START EXTRACTED MATERIAL

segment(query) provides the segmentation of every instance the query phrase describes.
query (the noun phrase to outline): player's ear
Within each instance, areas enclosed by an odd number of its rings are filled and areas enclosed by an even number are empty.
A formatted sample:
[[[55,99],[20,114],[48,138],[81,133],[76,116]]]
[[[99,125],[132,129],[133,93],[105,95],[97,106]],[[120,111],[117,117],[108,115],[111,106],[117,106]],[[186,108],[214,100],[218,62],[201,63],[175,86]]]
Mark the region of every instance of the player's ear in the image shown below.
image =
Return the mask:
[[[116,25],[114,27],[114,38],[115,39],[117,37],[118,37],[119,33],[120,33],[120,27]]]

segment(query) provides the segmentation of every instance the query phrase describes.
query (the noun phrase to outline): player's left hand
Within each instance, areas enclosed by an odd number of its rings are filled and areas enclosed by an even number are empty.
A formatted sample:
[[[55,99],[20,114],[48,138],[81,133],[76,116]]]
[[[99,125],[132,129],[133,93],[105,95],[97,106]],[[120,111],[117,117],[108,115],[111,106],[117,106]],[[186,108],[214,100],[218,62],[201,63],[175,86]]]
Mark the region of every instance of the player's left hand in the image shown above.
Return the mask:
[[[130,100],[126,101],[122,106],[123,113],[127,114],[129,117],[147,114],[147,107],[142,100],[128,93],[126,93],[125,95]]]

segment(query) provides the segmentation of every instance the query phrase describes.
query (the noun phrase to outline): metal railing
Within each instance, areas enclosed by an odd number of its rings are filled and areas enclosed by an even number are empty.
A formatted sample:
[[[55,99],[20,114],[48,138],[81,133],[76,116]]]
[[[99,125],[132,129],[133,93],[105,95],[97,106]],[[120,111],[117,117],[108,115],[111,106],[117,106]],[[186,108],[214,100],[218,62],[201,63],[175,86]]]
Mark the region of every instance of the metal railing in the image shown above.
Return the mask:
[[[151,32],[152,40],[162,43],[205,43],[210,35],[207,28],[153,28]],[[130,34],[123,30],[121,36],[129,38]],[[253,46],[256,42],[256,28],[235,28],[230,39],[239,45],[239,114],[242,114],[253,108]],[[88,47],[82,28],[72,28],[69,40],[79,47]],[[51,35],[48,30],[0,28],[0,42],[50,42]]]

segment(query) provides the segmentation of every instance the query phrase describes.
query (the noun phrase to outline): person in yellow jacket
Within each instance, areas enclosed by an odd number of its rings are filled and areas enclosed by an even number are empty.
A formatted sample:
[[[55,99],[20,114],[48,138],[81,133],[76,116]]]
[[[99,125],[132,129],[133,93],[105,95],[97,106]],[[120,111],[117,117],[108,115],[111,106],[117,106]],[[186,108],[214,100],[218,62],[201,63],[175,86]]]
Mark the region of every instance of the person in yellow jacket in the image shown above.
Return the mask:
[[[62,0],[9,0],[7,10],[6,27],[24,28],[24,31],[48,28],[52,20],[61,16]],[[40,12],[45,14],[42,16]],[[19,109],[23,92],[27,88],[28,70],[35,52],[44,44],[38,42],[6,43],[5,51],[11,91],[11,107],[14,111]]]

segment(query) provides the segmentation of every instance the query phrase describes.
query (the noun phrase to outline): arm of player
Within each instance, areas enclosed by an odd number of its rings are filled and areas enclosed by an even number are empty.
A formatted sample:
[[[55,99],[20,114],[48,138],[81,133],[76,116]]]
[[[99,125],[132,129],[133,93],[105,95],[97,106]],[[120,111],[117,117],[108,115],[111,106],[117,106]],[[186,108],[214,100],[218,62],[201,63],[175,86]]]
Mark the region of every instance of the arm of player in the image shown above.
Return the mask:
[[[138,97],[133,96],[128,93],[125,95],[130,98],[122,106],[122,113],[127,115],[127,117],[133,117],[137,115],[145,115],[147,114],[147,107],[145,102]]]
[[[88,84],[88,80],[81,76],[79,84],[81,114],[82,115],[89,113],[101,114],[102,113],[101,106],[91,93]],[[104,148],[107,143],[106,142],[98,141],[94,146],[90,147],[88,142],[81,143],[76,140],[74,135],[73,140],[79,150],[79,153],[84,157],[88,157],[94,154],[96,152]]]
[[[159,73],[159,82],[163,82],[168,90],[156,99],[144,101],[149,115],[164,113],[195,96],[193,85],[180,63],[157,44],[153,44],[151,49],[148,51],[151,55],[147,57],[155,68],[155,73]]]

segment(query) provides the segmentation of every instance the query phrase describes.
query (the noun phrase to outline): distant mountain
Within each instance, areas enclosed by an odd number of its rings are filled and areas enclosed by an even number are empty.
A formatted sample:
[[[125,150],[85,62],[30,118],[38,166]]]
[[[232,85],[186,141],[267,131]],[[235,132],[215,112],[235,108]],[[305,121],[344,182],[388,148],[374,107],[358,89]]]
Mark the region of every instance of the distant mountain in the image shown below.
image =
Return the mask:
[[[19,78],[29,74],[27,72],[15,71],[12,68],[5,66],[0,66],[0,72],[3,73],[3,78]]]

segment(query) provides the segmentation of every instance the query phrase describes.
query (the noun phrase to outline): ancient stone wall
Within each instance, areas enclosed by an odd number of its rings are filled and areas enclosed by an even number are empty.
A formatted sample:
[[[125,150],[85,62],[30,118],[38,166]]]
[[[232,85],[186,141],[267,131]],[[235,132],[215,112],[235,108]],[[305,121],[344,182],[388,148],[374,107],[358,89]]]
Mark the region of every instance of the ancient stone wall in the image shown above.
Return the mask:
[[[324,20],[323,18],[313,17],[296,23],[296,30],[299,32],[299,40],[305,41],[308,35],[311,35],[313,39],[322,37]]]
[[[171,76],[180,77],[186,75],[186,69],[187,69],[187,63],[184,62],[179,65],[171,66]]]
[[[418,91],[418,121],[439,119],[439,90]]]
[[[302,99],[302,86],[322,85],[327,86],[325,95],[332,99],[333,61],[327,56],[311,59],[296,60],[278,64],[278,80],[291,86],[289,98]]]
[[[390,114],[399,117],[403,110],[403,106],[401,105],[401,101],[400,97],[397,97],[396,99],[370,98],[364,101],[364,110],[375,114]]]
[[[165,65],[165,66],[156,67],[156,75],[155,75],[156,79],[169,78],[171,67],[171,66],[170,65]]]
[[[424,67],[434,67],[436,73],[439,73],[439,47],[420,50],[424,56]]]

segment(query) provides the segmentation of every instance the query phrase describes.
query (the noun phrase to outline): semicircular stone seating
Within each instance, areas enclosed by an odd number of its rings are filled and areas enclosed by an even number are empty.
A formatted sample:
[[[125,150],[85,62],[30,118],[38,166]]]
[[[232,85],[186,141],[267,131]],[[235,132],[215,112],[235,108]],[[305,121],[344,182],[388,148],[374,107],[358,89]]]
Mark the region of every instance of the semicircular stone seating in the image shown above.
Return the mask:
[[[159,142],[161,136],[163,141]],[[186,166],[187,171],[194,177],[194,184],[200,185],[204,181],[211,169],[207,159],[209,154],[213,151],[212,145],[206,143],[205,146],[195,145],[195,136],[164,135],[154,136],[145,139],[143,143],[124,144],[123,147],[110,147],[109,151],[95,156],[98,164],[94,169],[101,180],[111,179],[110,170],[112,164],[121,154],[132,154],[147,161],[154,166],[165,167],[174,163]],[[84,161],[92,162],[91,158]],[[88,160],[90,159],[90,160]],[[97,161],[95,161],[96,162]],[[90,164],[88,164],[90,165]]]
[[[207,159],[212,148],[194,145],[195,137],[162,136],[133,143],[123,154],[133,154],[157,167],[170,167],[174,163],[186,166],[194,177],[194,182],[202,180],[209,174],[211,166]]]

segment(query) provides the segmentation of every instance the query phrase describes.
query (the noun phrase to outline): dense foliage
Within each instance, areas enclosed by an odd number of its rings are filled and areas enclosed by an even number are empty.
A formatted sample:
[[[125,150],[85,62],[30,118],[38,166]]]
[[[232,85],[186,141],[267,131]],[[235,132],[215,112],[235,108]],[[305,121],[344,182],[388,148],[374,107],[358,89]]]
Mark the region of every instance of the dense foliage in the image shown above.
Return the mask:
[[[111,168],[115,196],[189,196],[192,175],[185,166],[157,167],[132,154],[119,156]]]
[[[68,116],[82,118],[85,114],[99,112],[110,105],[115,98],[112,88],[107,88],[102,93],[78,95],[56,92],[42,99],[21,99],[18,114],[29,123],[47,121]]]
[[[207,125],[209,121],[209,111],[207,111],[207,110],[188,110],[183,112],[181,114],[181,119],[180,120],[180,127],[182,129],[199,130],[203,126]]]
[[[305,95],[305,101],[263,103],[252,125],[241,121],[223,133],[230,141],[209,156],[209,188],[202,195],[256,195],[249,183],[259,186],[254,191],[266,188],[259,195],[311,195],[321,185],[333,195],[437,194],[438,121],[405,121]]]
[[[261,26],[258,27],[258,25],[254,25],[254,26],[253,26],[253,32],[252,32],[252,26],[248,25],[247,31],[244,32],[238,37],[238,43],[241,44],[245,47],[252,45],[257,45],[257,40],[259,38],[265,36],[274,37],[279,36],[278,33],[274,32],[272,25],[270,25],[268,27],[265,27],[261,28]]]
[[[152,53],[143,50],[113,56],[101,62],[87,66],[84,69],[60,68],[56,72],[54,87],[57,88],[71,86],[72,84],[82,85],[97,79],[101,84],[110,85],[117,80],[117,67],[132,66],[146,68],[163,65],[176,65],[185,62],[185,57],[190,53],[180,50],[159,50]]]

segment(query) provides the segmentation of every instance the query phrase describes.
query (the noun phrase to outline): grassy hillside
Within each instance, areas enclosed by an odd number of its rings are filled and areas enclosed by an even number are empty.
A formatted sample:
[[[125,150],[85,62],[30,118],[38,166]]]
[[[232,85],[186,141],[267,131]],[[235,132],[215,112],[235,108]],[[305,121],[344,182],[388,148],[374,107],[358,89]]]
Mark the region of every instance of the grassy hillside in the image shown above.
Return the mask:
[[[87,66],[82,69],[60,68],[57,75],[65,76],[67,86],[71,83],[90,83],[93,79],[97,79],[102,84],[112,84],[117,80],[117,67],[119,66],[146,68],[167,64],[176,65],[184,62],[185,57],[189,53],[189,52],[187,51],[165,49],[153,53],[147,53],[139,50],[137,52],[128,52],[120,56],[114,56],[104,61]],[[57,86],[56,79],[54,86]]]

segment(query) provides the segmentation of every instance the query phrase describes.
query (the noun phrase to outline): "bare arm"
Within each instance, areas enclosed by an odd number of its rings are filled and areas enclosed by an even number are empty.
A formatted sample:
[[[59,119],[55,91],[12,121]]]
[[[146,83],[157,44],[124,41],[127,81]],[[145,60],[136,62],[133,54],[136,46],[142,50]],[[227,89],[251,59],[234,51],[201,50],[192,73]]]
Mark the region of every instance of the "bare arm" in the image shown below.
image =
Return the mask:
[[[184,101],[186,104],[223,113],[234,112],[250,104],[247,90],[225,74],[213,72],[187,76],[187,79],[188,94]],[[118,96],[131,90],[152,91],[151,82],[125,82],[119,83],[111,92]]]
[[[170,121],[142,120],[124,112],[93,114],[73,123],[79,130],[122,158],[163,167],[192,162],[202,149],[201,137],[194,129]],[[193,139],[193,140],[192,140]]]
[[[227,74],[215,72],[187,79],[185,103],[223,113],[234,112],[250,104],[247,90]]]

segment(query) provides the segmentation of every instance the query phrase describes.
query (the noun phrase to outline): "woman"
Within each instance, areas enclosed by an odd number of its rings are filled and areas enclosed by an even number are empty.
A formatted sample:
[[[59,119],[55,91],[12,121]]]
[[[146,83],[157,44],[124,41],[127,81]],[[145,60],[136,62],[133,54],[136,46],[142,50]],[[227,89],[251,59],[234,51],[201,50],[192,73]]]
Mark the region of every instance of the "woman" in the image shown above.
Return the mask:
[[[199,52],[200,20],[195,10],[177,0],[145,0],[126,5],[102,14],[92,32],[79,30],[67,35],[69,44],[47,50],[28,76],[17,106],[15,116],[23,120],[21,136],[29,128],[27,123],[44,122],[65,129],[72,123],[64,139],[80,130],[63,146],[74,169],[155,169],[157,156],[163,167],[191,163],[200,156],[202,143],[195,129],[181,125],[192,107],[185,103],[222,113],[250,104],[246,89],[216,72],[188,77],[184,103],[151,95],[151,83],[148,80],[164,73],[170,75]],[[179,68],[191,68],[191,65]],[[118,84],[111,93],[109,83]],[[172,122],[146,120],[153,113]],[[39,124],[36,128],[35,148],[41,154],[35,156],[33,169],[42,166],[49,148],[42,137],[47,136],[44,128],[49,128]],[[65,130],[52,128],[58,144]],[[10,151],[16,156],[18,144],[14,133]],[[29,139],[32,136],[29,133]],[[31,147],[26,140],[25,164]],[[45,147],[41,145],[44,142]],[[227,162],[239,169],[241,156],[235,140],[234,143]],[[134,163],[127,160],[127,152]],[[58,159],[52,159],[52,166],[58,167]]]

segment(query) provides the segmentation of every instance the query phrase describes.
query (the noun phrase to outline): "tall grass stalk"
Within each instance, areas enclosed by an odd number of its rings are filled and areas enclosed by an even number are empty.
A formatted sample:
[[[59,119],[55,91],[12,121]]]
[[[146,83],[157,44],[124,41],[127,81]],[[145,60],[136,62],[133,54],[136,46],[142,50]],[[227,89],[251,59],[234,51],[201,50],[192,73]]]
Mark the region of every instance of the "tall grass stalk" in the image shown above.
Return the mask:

END EXTRACTED MATERIAL

WORK REQUIRED: Report each line of the items above that contains the string "seating". Treat uppercase and lowercase as different.

FINISHED TASK:
query (the noun phrase to outline): semicircular stone seating
Mark the region of every instance of the semicircular stone seating in the image shown above.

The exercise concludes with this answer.